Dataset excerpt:
-- -- --

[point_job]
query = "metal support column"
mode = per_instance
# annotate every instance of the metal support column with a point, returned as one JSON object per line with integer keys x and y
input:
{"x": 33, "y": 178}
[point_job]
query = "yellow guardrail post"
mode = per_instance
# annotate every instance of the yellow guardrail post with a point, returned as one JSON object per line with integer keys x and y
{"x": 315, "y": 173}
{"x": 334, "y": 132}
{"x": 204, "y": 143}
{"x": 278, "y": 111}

-- -- --

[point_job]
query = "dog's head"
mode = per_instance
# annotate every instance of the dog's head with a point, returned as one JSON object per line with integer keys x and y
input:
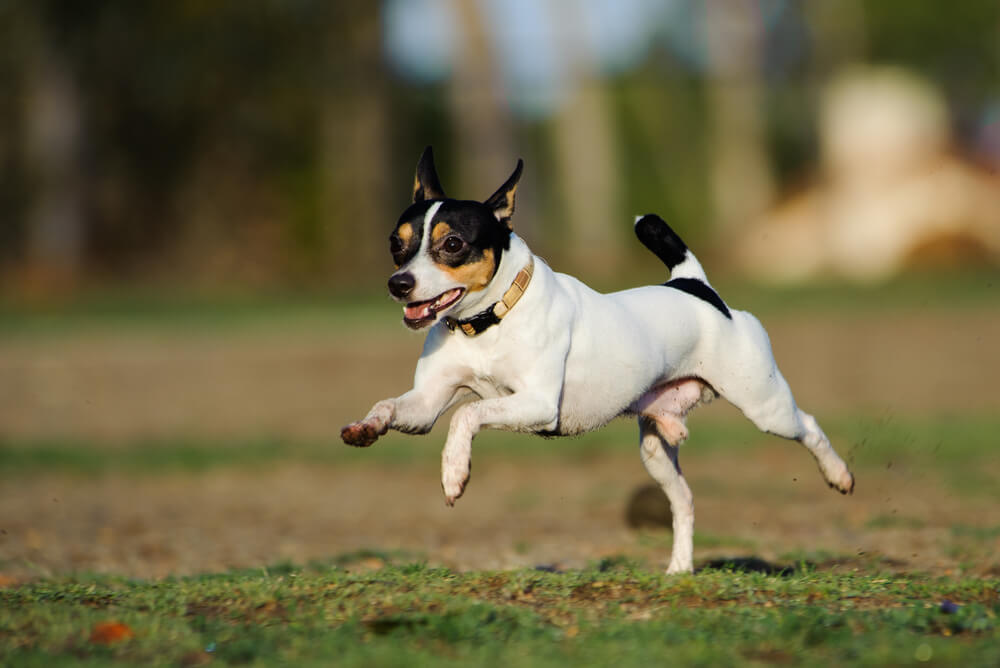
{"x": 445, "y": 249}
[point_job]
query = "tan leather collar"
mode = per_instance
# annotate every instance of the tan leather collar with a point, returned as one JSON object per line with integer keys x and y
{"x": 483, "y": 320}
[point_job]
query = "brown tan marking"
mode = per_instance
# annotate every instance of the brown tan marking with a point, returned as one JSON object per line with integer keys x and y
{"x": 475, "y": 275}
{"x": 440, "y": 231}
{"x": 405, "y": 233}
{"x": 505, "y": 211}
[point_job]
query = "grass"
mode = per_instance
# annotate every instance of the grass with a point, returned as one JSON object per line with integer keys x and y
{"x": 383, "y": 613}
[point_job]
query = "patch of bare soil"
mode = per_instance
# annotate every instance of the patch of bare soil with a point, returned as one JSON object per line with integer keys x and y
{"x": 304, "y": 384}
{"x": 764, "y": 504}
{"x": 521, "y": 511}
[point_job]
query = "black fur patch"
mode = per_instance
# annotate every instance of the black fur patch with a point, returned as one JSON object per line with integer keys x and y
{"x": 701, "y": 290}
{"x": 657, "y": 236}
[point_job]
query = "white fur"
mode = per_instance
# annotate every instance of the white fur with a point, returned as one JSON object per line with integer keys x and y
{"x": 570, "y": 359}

-- -- --

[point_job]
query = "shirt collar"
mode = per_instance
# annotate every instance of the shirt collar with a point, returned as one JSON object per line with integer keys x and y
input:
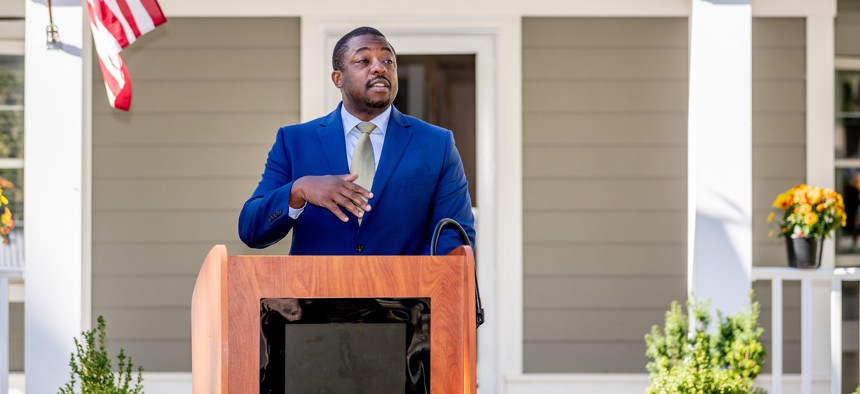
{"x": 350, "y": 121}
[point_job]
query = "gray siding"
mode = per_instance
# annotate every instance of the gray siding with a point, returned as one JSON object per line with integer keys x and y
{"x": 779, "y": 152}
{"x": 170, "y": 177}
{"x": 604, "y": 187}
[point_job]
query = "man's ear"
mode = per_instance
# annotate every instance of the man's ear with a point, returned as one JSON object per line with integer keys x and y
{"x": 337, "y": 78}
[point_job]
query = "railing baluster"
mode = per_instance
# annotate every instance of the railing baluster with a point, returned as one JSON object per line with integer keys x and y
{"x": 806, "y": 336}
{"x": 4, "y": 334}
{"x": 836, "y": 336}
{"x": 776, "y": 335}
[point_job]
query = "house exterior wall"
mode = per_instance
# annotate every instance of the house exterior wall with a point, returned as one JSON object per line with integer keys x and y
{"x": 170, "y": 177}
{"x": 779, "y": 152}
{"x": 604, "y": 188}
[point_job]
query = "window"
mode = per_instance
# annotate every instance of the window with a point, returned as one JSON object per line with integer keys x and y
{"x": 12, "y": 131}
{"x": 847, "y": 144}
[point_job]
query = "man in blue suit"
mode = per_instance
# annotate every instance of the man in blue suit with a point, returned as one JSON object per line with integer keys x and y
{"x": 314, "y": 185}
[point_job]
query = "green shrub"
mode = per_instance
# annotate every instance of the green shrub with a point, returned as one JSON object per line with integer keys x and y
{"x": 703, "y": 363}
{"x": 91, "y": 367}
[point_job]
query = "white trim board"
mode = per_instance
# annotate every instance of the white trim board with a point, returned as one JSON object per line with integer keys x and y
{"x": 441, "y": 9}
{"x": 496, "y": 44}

-- -- --

→ The request: Copy out every line of the material above that contains the word "column".

→ Answer below:
query = "metal support column"
# annotate every instance of the metal support column with a point, returned as one JSON object per line with integer keys x and y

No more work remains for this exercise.